Records to process:
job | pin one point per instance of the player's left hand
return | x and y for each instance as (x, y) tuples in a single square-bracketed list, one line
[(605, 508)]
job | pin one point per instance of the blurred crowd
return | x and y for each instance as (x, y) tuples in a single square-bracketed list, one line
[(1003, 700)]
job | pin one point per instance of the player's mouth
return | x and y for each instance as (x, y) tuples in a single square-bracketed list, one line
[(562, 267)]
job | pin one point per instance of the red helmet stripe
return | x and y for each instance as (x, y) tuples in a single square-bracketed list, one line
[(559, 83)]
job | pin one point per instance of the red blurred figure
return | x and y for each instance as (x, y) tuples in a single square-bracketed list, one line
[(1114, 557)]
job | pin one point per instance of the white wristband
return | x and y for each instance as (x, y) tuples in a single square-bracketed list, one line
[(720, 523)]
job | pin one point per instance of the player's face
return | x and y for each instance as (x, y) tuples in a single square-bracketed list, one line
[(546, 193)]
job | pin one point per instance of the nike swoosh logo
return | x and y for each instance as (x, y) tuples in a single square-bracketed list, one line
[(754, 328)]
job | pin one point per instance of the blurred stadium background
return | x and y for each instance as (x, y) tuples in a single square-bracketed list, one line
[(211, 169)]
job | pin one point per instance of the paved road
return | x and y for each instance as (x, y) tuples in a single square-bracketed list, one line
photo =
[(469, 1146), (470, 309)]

---

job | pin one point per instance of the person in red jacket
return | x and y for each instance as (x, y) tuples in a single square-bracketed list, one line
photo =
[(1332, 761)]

Assigned task: Reading through the records above, report each line in which the string "player" is found.

Answer space:
job | pin one point per instance of the player's left hand
job | pin one point per instance of the player's mouth
job | pin one point per instance of the player's face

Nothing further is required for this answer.